● **Task description**: Please transcribe each of the records exactly as given.

● **Listed entries**:
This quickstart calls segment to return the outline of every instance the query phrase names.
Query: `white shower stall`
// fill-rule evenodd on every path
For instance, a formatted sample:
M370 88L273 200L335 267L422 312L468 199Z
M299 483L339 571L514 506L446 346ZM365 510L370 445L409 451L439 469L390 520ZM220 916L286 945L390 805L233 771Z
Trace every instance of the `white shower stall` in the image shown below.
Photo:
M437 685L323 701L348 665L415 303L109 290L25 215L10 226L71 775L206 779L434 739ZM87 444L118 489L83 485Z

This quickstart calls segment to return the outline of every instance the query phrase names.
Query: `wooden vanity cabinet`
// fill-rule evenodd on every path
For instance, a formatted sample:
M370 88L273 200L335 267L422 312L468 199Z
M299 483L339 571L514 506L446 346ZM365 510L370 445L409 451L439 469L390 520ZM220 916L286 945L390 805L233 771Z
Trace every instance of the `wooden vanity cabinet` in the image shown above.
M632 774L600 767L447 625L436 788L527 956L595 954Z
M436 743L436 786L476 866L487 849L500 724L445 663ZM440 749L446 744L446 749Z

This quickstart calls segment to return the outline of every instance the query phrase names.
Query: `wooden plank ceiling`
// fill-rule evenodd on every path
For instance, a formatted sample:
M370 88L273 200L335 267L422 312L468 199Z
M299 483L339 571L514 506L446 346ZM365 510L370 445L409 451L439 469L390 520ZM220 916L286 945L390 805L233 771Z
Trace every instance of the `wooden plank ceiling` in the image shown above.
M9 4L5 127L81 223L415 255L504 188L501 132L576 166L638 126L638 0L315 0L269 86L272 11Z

● **Solution to this problem**:
This quickstart calls segment to return the outline of every instance the query phrase names.
Query: `white shower stall`
// fill-rule evenodd on every path
For instance, a formatted sample:
M370 88L273 200L335 267L422 312L468 199Z
M299 483L339 571L514 506L446 346ZM365 510L370 445L409 451L439 469L390 520ZM220 916L286 945L390 805L233 771Z
Trace every instance of the `white shower stall` in the image shown below.
Photo:
M437 685L323 701L348 665L415 303L109 290L25 215L10 226L71 775L206 779L434 739ZM87 444L118 489L83 485Z

This quickstart calls segment to return the outline of every instance the query phrase names.
Query: `wooden vanity cabinet`
// fill-rule evenodd on every path
For instance, a formatted sample:
M370 88L273 200L335 267L422 312L468 199Z
M299 483L339 571L514 506L446 346ZM365 510L370 445L409 451L439 469L390 520ZM220 916L286 945L390 805L233 771Z
Trace every instance of the `wooden vanity cabinet` in the image shown above.
M632 774L600 767L447 625L436 788L527 956L595 954Z
M436 743L436 786L476 866L487 849L500 724L445 663ZM440 749L446 744L446 749Z

This quickstart calls segment to return the outline of every instance the query phrase names.
Query: `wooden plank ceiling`
// fill-rule evenodd on every path
For instance, a formatted sample:
M370 88L273 200L335 267L422 312L468 199Z
M299 483L339 571L514 506L446 346ZM365 510L370 445L409 451L439 469L390 520ZM220 916L286 945L390 805L233 771Z
Trace every instance of the `wooden plank ceiling` in the image shown above.
M9 4L5 127L81 223L415 255L504 188L501 132L576 166L638 126L638 0L315 0L269 86L272 11Z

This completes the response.